Saved entries
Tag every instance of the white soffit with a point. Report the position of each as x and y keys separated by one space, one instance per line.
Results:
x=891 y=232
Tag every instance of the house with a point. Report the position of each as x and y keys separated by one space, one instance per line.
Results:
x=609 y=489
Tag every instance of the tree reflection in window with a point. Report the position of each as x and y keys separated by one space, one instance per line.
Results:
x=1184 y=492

=== EXERCISE DETAILS ===
Would you return the full set of entries, unchanged in every detail?

=== SOLUTION FOR THIS EXERCISE ===
Tag every instance of the white soffit with a point. Report the position of each as x and y keys separated by one space, one instance per line.
Results:
x=891 y=232
Tag every instance of the house with a point. Report the position of each as x and y keys separated by one space, one instance per line.
Results:
x=609 y=489
Tag every instance of the tree reflection in window with a point. Report the position of each as x and y keys separated by one space, one instance per line.
Results:
x=1184 y=492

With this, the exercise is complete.